Set task
Update the stretch of the cluster communication article below from "Message 4Event ID: 1122" through "in a cluster.", replacing "1.2 seconds" with "1.5 seconds", and give that stretch again.

Source extract
______

INTRODUCTION
Cluster nodes periodically communicate with each other on a network that is designated for cluster use. Each node has access to the following communication types:
- Internal cluster communications only
This type is also known as a private network. - All communications
This type is also known as a mixed network. A mixed network is a combination of a private network and a public network.
Note A public network is designated for client network access. A public network is not used by the Cluster service for intra-node communications. However, the public network will be monitored by the cluster network driver to make sure it is available for all cluster nodes.
For intra-node communications, cluster nodes communicate over User Datagram Protocol (UDP) port 3343. Each node in the cluster periodically exchanges sequenced, unicast UDP datagrams with every other node in the cluster. The purpose of this exchange is to determine whether all nodes are running correctly and to monitor the health of network links.
The cluster network driver (Clusnet.sys) manages cluster communications. The cluster network driver performs the following functions:
- Provides a uniform interface for cluster node communications that are independent of the network infrastructure.
- Monitors the status of all communication paths in the cluster.
- Routes intra-cluster messages over the optimal paths.
- Detects node failures by using periodic messages that are known as "heartbeats".
- Detects failures in network and TCP/IP communications.
Event ID 1123 and event ID 1122 may be logged consecutively to the System log in your cluster. Frequently, these events indicate temporary interruptions in intra-cluster communication and can be ignored.
Event messages that are similar to the following are logged:
Message 1Event ID: 1123
Source: ClusSvc
Description:
The node lost communication with cluster node ComputerName on network 'Public Network'.
Message 2Event ID: 1123
Source: ClusSvc
Description:
The node lost communication with cluster node ComputerName on network 'Private Network'.
Message 3Event ID: 1122
Source: ClusSvc
Description:
The node (re)established communication with cluster node ComputerName on network 'Public Network'.
Message 4Event ID: 1122
Source: ClusSvc
Description:
The node (re)established communication with cluster node ComputerName on network 'Private Network'.
MORE INFORMATION
The heartbeat process
The exchange of UDP datagrams between nodes in a cluster is known as the "heartbeat process".
By default, heartbeats are sent every 1.2 seconds from each network interface for each node to each network interface for every other node that is in the cluster. In Windows Server 2003, multicast datagrams can be used to reduce the amount of heartbeat traffic that occurs between cluster nodes. By default, Windows Server 2003 uses multicast datagrams when three or more nodes are configured in a cluster.
Event IDs 1123 and 1122
Event ID 1123 indicates that node A in the cluster did not receive a heartbeat from node B in the cluster for two heartbeat intervals over a specified network interface. That means that node A did not receive a heartbeat from node B for 2.4 seconds.
Event ID 1122 indicates that node A received a heartbeat from node B. This communication update is received after 2.4 seconds but before 4.8 seconds.
Event ID 1122 is logged if communications are re-established over a network interface that was previously shut down. For example, event ID 1122 occurs when a node that was shut down rejoins the cluster.

______

Given data
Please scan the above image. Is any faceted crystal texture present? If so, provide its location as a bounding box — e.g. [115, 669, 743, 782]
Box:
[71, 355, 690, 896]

______

Task output
Message 4Event ID: 1122
Source: ClusSvc
Description:
The node (re)established communication with cluster node ComputerName on network 'Private Network'.
MORE INFORMATION
The heartbeat process
The exchange of UDP datagrams between nodes in a cluster is known as the "heartbeat process".
By default, heartbeats are sent every 1.5 seconds from each network interface for each node to each network interface for every other node that is in the cluster. In Windows Server 2003, multicast datagrams can be used to reduce the amount of heartbeat traffic that occurs between cluster nodes. By default, Windows Server 2003 uses multicast datagrams when three or more nodes are configured in a cluster.